--- Begin TEXT PASSAGE ---
Changes are afoot at Keurig Dr Pepper (NASDAQ: KDP) as the company nears the closure of its $18 billion acquisition of JDE Peet's. From there, it will split into two entities, focusing on global coffee and North American soft drinks.

That deal will lift Keurig's debt ratio, but the company had ample liquidity, including $1 billion in cash on hand, at the end of 2025. The Peet's transaction isn't small, but as the buyer digests it and separates its two core businesses, the expectation is that it will generate an average of $4.2 billion in annual free cash flow from 2027 through 2030.

Dividend growth may be slow or even stall while the doctor pares debt following the Peet's acquisition. Still, it's expected to reaccelerate once the beverage giant's debt ratio returns to normal levels.

Betting on a downtrodden staples stock

Investors who follow this sector know that Clorox (NYSE: CLX) has been a dud. Over the past five years, the stock is down 37.6%, while the S&P 500 Consumer Staples index is up 32%. That wide gap understandably makes investors leery about approaching this stock.
--- End TEXT PASSAGE ---
--- Begin DATA LISTING ---
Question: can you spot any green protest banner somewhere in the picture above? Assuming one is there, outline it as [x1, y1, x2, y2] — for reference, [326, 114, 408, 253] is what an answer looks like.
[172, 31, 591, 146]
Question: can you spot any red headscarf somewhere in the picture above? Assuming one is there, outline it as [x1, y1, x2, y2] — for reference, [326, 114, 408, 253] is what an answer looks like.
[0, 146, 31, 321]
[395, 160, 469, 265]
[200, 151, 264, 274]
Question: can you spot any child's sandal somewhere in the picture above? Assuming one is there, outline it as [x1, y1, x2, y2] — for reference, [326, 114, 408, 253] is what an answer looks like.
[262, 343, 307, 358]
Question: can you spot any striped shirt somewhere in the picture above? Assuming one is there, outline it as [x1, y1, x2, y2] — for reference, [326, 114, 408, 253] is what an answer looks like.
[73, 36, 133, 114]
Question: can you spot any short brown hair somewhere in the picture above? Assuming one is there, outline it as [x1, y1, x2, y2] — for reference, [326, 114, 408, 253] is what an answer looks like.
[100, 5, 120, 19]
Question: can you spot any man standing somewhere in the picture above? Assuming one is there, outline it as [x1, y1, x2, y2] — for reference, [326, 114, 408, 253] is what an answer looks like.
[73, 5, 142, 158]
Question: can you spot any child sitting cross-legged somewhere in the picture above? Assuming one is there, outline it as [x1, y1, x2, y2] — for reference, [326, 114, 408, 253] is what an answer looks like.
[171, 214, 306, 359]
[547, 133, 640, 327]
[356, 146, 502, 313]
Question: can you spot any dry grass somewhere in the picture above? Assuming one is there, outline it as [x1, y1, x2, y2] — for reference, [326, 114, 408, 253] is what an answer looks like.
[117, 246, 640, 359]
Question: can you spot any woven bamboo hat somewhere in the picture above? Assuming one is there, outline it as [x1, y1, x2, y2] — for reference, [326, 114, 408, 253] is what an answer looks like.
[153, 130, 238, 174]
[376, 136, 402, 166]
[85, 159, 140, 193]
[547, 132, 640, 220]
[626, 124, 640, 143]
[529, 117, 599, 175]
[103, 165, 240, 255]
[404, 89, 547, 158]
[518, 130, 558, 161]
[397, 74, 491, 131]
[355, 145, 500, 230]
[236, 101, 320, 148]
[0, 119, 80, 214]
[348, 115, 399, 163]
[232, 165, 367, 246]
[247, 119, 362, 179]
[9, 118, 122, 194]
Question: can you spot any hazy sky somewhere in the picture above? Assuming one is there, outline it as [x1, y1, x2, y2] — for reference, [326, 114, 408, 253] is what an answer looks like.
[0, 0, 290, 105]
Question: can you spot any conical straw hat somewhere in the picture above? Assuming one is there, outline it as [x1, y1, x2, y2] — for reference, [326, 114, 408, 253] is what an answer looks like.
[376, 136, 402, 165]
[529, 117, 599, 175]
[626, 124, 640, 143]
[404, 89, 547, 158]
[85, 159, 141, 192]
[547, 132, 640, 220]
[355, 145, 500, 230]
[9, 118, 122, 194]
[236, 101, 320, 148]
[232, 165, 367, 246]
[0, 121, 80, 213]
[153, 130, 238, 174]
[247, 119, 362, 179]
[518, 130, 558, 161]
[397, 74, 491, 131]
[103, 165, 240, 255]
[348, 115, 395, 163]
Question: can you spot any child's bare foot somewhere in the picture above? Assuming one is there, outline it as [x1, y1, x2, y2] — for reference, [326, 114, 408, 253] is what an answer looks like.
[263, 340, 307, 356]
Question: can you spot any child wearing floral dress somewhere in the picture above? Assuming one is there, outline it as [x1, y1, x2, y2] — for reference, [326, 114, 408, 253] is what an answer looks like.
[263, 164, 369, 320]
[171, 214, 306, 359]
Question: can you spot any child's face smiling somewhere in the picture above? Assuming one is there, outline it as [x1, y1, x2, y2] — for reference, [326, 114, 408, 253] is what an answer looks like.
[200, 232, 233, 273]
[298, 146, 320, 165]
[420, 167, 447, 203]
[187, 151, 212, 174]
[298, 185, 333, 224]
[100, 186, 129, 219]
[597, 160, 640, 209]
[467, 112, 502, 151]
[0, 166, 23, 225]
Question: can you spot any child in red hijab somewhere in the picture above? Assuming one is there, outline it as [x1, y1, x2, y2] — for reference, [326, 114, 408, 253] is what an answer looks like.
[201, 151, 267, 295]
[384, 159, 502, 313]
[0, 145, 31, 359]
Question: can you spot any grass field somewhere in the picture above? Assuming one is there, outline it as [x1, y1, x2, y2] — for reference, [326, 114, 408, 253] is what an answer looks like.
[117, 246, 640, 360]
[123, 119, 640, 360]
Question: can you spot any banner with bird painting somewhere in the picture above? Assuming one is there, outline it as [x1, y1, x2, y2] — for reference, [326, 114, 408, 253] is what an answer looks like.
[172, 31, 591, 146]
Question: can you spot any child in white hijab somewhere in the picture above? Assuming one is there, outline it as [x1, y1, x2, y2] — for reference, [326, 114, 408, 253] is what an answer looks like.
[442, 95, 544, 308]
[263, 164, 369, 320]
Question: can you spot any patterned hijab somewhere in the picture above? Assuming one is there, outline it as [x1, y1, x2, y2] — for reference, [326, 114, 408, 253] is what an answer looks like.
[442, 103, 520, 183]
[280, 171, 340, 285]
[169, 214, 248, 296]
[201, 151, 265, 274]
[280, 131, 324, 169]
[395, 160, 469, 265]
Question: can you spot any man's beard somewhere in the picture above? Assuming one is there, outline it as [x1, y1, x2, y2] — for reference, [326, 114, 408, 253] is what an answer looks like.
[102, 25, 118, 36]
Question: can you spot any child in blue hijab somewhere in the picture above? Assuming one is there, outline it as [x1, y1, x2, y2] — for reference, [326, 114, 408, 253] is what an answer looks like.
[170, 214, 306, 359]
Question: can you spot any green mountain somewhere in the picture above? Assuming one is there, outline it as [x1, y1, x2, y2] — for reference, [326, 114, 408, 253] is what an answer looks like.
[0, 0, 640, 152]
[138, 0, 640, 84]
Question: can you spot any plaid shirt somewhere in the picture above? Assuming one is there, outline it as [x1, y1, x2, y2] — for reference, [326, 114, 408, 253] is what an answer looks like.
--- End DATA LISTING ---
→ WHAT IS NEEDED:
Could you give the passage on Keurig Dr Pepper and Clorox again, starting with "That deal will" and going on through "approaching this stock.", substituting "leverage ratio" for "debt ratio"?

→ THE OUTPUT:
That deal will lift Keurig's leverage ratio, but the company had ample liquidity, including $1 billion in cash on hand, at the end of 2025. The Peet's transaction isn't small, but as the buyer digests it and separates its two core businesses, the expectation is that it will generate an average of $4.2 billion in annual free cash flow from 2027 through 2030.

Dividend growth may be slow or even stall while the doctor pares debt following the Peet's acquisition. Still, it's expected to reaccelerate once the beverage giant's leverage ratio returns to normal levels.

Betting on a downtrodden staples stock

Investors who follow this sector know that Clorox (NYSE: CLX) has been a dud. Over the past five years, the stock is down 37.6%, while the S&P 500 Consumer Staples index is up 32%. That wide gap understandably makes investors leery about approaching this stock.